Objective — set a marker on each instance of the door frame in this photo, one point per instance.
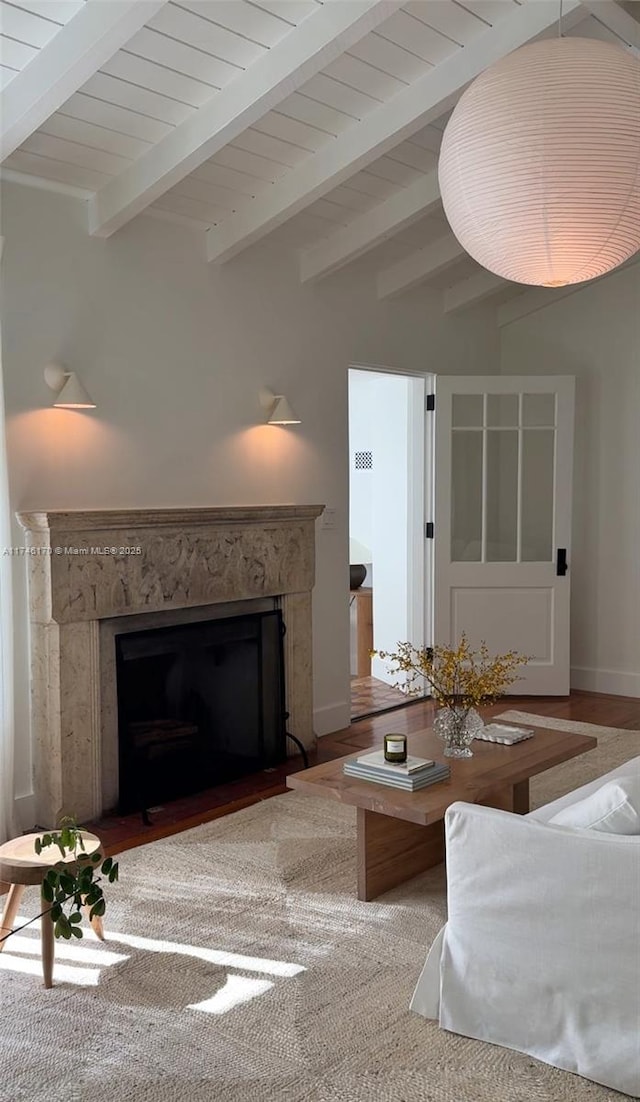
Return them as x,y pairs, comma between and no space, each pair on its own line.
420,477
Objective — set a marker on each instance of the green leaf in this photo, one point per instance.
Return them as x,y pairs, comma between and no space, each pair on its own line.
98,909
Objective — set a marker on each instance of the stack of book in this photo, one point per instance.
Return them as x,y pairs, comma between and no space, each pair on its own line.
411,775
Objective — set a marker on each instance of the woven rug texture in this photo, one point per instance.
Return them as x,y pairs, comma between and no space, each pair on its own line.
240,968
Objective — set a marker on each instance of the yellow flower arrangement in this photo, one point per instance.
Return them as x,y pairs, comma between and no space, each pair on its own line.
458,677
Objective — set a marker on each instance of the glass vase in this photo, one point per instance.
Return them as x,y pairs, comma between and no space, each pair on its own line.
457,727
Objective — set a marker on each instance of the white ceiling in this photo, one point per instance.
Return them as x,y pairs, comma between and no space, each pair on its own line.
318,122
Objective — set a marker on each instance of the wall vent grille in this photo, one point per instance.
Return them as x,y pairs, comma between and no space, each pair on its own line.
364,461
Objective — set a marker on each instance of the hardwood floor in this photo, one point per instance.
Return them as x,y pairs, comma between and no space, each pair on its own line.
370,695
122,832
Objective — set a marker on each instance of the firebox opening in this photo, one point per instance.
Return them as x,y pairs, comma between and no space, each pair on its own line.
198,704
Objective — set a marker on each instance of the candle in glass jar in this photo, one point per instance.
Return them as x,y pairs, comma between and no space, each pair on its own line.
396,747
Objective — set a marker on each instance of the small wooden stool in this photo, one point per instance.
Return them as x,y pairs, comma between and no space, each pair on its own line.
21,865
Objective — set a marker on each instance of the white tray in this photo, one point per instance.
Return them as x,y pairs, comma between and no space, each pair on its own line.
503,733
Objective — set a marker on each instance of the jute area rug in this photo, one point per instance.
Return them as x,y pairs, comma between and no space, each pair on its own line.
240,968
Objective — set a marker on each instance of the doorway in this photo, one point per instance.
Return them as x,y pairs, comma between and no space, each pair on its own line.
390,595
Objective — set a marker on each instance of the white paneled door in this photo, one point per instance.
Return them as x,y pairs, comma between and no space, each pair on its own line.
503,457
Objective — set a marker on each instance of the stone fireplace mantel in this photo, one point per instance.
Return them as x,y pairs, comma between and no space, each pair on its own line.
87,568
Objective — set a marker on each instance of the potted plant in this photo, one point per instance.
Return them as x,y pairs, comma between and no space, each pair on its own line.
459,679
74,883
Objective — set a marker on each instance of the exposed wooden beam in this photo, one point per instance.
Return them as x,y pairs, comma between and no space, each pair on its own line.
310,47
370,228
89,39
618,21
475,289
538,298
383,128
419,267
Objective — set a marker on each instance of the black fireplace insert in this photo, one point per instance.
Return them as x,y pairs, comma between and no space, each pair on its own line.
198,704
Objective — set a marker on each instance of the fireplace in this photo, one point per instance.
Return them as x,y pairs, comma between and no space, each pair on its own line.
198,704
94,575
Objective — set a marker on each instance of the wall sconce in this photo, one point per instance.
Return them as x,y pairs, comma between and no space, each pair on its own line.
71,395
280,411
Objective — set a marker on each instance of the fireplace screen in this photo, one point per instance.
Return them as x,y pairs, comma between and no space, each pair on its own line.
198,704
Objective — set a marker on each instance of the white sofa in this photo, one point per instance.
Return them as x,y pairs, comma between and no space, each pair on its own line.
541,952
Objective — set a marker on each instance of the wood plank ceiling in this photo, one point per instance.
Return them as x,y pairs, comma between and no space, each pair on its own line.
192,55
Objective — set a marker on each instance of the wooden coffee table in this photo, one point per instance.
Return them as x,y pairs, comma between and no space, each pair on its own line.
402,833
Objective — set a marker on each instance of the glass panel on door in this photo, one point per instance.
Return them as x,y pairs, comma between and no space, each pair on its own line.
502,477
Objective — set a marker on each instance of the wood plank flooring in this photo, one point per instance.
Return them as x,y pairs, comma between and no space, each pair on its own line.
122,832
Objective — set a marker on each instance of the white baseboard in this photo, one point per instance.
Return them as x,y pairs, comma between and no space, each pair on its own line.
24,807
617,682
332,717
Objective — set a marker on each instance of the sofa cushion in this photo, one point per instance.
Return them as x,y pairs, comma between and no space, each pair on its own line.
545,812
614,808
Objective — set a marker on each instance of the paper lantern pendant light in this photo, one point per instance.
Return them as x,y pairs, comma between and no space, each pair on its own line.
540,162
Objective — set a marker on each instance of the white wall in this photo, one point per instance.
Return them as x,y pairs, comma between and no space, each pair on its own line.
595,335
361,411
174,352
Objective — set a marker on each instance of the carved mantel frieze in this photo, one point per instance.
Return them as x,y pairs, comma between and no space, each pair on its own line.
91,565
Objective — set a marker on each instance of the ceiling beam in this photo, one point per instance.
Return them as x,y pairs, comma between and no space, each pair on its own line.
618,21
89,39
538,298
475,289
419,267
370,228
305,51
402,116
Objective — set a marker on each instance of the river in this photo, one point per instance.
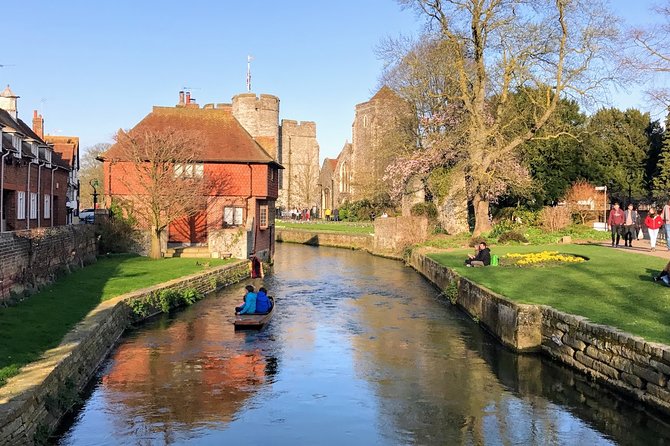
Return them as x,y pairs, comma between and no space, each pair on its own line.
361,351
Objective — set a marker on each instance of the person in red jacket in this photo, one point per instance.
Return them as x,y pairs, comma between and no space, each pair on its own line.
653,222
615,222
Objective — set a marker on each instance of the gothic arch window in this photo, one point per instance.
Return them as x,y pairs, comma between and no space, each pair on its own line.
345,185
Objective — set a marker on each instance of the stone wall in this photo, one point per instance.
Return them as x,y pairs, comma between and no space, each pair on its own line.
622,361
33,258
334,239
32,403
394,234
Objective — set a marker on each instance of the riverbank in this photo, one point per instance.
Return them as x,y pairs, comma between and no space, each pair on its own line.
612,287
32,403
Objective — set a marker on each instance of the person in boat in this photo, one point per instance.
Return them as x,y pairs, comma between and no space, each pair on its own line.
481,258
263,303
249,302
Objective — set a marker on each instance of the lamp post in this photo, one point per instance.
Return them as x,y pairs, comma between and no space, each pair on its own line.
604,190
94,184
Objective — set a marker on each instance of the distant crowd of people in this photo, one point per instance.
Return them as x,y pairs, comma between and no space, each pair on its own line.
627,224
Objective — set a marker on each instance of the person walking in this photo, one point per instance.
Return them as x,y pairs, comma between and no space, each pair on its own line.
653,222
615,222
665,215
631,225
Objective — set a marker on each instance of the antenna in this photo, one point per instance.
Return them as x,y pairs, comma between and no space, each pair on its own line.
249,59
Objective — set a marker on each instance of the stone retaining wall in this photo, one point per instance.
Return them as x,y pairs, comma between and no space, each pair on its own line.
625,362
32,258
33,402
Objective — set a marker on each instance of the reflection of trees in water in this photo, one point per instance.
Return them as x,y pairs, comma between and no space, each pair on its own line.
190,374
439,383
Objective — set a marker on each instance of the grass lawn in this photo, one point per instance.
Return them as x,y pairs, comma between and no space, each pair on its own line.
613,288
332,226
40,322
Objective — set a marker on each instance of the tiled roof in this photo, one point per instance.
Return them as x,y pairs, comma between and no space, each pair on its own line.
66,146
223,139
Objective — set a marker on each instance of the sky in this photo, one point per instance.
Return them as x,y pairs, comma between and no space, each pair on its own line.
93,67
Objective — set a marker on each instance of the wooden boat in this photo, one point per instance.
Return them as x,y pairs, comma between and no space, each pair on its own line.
254,321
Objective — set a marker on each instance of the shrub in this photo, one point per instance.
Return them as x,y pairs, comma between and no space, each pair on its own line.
555,218
427,209
512,236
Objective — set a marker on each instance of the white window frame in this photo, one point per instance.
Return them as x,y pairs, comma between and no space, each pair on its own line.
263,216
47,206
233,216
20,205
33,205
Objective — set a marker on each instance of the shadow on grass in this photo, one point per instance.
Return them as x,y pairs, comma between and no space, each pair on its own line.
40,322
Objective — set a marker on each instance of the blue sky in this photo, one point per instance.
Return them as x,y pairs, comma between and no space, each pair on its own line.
92,67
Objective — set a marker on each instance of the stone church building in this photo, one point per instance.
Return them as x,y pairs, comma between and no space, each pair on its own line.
359,169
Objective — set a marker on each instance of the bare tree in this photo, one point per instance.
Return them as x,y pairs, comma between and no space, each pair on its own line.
651,55
496,50
162,179
90,170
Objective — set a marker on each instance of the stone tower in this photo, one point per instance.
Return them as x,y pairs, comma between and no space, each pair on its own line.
373,121
260,117
299,151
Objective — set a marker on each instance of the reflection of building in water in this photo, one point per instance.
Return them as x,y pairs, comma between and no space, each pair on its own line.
176,385
428,374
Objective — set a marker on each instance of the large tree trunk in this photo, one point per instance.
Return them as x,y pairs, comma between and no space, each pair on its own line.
155,252
482,223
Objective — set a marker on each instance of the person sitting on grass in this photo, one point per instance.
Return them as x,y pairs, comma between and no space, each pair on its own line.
263,304
664,276
249,302
482,256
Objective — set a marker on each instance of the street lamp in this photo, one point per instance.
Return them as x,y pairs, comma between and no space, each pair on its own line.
94,184
604,190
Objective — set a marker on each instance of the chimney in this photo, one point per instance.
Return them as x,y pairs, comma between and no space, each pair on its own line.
38,124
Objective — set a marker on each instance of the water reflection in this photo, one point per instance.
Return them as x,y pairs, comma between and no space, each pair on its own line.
360,351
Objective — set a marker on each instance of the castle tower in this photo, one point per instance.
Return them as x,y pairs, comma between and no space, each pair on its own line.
299,154
260,117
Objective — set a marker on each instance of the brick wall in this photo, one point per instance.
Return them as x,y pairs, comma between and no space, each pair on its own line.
30,259
27,401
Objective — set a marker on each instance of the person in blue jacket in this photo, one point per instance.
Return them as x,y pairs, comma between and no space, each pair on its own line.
249,301
263,303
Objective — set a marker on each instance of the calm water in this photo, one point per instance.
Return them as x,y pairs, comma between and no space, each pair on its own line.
360,352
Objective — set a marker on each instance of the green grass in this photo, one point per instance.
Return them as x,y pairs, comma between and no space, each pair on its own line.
339,226
613,288
40,322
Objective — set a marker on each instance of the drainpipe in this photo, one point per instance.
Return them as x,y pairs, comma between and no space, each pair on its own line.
39,187
28,197
51,198
2,189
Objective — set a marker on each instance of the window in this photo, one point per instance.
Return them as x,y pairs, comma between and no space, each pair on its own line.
47,206
263,216
20,205
33,205
233,216
189,170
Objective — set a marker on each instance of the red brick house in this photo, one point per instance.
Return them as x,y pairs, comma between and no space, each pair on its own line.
33,179
239,218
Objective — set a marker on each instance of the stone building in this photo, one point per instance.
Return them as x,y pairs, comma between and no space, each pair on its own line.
359,169
292,144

##########

- _Task_:
Please quote nothing but the lines from the line with "Objective — set a marker on each instance of the brick" through the end of the data above, exactly as written, ends included.

- _Full answer_:
Objective — set a marker on each instance of the brick wall in this photo, one point per instance.
Return them as x,y pairs, comma between and no space, each pair on its own line.
30,259
27,401
Objective — set a marker on each instance of the person in blue jacket in this photo, one point per instance.
Return them as x,y pairs, comma between and no space, each pair on its own line.
249,301
263,303
Objective — set a marker on each instance of the calm water in this photo, one point per instance.
Return them as x,y pairs, comma between and no space, each pair on its own line.
360,352
Objective — set a marker on each instance of the green grass in this photo, one point per instance.
Return them as x,y pairs, comma between and no space, each pair on its own line.
339,226
613,288
40,322
Objective — set a marker on each instance of the drainpipe in this photo, one point per instance.
Return them as x,y pairs, comma between and no space, each pair on its own line.
39,187
28,197
51,198
2,189
Objective — set a marker on each instance of the window in this photo, one point per instance.
Return them as x,y pairs, comma between and no space, each pair on its own line.
47,206
263,216
20,205
33,205
233,216
189,170
Objective — set a marker on each instance of the red brick house in this photo, one point per instance.
Return them as x,y pairs, comma between and no space, each pair on its own line.
33,179
239,218
Objective — set a marker on each instance of the stone building in this photo, one point per instance.
Return them as x,y pairs, comma between and no space, each pair on its own line.
359,169
292,144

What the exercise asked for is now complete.